Show every line below that contains the string "pecan", copying each one in full, and treat uppercase and lowercase letters as different.

------------------------

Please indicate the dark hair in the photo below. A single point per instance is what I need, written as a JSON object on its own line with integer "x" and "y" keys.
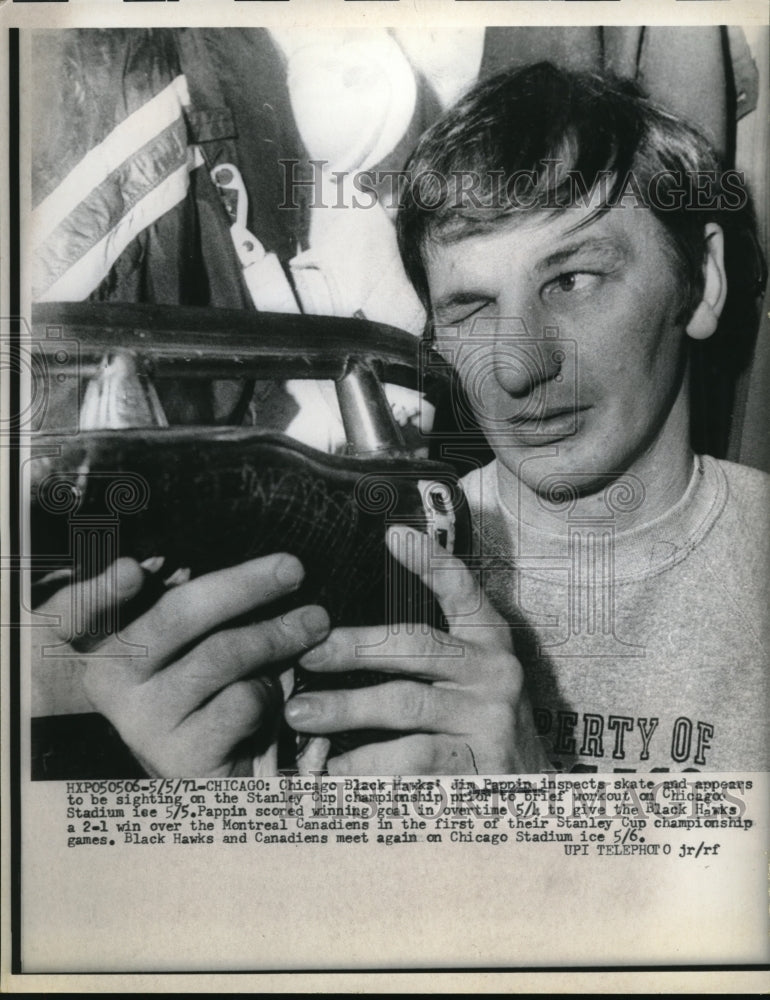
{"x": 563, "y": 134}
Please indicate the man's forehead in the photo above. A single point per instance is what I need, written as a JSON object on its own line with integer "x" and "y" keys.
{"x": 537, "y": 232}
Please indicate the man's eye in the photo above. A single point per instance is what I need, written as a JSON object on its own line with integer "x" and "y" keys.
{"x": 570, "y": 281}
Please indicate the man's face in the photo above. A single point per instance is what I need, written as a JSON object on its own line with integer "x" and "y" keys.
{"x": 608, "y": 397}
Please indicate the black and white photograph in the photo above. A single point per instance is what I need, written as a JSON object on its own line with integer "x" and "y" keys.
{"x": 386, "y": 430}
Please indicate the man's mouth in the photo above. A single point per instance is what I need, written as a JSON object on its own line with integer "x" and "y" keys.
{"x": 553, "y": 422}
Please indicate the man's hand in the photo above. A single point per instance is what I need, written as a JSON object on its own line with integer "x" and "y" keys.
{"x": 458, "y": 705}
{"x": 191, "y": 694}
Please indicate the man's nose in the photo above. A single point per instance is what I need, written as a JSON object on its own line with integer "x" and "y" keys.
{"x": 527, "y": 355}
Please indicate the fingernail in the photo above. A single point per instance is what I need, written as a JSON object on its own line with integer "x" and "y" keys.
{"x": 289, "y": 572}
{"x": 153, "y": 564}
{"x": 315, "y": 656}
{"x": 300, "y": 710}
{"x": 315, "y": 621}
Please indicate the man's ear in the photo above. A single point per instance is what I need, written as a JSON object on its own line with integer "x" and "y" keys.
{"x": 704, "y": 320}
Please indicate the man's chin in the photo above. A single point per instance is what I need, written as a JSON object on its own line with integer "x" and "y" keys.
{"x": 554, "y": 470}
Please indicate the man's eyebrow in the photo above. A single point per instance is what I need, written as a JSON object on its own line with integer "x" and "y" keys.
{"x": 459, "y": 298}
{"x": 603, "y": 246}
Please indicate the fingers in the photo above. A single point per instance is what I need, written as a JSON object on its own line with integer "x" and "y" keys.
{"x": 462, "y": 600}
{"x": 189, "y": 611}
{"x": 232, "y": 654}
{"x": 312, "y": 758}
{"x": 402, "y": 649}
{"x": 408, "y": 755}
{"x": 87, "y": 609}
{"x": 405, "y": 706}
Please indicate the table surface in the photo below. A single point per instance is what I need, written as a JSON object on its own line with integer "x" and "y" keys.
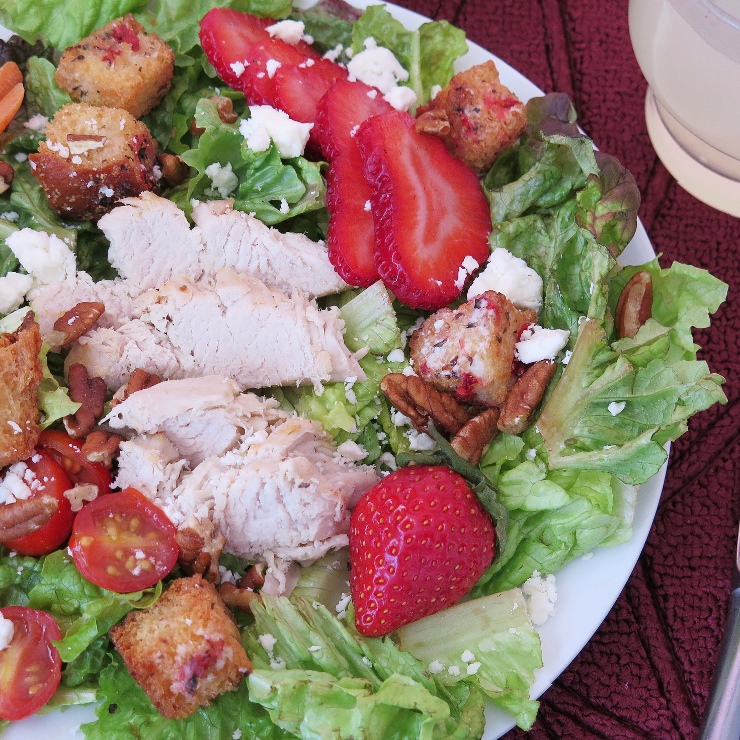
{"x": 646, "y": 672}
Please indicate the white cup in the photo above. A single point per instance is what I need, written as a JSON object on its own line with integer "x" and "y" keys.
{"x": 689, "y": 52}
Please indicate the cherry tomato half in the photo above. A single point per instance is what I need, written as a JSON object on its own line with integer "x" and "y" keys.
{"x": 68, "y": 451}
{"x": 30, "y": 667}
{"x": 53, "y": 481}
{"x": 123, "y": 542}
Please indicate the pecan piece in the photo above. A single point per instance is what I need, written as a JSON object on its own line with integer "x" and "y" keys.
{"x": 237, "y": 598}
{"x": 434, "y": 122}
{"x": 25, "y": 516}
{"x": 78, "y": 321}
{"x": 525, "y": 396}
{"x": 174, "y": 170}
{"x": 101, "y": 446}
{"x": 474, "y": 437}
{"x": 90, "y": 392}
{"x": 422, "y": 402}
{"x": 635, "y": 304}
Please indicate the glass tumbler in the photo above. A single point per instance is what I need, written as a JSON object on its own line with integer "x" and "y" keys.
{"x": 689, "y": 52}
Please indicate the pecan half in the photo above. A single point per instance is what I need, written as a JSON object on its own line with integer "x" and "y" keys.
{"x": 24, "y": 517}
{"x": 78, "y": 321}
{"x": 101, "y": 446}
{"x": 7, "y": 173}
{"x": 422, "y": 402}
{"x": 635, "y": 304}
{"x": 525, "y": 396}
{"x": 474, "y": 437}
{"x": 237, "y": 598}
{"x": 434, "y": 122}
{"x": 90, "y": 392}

------------------------

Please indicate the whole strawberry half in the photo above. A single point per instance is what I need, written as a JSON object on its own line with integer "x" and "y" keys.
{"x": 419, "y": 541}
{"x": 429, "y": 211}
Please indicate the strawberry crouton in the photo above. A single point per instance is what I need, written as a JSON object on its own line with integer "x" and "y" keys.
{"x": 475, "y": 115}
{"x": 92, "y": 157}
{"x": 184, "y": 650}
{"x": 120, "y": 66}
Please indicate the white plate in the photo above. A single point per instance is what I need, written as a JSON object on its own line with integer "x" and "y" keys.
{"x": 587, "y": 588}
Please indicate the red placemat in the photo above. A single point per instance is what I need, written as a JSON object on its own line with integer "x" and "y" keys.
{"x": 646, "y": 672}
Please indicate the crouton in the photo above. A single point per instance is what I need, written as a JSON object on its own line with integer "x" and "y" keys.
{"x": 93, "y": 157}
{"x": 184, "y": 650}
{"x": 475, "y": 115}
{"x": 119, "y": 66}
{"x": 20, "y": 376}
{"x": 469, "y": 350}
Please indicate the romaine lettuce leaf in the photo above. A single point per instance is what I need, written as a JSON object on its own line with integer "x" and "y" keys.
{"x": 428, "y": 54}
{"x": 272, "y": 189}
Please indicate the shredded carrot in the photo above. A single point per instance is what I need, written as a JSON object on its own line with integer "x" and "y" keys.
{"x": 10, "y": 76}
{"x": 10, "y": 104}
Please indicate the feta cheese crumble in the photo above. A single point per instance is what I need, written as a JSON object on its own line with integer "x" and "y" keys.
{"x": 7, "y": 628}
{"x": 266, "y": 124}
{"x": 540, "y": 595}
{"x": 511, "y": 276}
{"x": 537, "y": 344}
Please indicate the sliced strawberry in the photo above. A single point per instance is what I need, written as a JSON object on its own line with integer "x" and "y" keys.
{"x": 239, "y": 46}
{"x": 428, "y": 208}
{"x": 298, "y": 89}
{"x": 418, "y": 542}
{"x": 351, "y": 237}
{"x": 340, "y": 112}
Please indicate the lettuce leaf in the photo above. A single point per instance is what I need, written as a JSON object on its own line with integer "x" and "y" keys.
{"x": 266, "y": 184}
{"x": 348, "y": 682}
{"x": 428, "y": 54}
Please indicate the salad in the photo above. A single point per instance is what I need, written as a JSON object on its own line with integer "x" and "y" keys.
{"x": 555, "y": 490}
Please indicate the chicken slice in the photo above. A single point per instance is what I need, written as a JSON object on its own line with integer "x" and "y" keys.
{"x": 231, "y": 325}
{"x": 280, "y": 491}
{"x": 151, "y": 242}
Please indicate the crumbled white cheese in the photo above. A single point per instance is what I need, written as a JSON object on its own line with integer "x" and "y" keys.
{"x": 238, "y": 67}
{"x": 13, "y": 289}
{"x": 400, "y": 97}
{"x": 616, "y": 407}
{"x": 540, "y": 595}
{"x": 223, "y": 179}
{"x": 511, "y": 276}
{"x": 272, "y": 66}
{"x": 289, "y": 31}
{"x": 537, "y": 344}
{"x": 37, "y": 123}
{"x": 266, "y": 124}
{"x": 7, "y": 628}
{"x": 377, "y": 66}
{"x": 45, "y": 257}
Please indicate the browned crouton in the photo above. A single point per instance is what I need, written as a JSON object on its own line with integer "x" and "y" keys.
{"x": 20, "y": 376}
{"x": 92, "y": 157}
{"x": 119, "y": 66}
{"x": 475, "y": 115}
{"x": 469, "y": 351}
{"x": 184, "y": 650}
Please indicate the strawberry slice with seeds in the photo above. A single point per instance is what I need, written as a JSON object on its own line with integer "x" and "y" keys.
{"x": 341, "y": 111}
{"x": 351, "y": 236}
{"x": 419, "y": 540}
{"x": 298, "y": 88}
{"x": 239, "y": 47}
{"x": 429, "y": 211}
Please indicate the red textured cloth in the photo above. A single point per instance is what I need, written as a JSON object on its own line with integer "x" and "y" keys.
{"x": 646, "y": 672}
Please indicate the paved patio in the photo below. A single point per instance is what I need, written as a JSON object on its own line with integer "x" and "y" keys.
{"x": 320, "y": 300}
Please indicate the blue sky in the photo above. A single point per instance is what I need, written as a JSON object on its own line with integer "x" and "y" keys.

------------------------

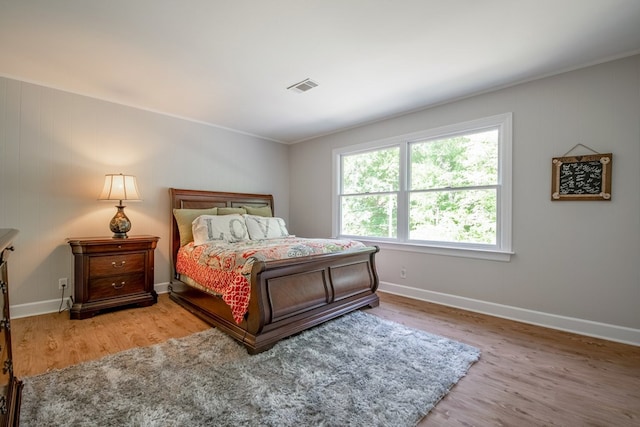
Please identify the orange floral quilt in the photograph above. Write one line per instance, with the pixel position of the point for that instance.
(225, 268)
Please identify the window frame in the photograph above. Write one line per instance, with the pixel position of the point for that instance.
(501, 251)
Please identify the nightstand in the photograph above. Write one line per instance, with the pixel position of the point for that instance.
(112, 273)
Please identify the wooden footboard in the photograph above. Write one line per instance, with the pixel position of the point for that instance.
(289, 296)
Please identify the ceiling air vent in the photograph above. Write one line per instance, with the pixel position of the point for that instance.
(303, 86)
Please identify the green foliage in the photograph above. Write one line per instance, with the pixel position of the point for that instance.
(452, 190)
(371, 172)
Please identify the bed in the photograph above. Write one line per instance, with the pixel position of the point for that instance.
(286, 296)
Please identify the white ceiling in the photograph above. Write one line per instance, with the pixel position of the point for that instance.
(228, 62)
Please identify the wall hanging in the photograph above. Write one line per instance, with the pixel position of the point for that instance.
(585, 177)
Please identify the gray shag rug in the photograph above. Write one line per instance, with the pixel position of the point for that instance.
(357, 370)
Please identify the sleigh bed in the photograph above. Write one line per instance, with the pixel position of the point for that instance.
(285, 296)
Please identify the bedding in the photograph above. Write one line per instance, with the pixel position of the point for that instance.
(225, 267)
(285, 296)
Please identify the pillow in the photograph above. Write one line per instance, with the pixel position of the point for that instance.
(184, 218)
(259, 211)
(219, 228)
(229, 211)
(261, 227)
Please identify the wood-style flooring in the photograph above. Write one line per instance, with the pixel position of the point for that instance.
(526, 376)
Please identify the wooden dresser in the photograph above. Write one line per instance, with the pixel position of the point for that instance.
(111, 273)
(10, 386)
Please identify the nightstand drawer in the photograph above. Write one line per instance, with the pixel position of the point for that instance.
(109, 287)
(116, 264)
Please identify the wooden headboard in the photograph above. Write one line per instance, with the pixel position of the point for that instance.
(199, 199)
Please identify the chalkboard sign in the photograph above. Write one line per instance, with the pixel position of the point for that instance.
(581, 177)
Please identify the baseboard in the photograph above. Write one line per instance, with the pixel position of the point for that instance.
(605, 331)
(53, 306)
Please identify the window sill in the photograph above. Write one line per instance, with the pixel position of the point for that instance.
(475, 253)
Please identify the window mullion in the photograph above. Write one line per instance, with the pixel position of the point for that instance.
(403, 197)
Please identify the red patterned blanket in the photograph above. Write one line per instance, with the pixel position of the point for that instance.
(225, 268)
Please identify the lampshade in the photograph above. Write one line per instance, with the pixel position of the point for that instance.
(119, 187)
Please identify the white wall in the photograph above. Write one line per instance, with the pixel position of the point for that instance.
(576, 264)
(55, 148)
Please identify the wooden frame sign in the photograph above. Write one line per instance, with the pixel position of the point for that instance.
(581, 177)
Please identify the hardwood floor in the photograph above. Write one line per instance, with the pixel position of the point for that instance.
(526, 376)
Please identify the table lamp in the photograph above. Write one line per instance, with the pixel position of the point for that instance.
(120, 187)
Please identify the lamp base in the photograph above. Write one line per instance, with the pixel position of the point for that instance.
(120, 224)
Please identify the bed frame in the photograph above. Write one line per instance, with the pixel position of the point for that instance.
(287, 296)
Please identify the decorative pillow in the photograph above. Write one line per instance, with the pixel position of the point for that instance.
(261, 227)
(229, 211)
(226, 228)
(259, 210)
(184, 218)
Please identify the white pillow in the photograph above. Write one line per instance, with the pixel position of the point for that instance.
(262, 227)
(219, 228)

------------------------

Response to the task:
Please indicate the pecan piece in the photo above. A single point per instance is what I need, written as a JSON object on its own line with integer "x" and "y" keys.
Please indicate the pecan half in the photo above. A single point per instance is what I need, written as a JSON object on its own line with integer "x" and "y" keys.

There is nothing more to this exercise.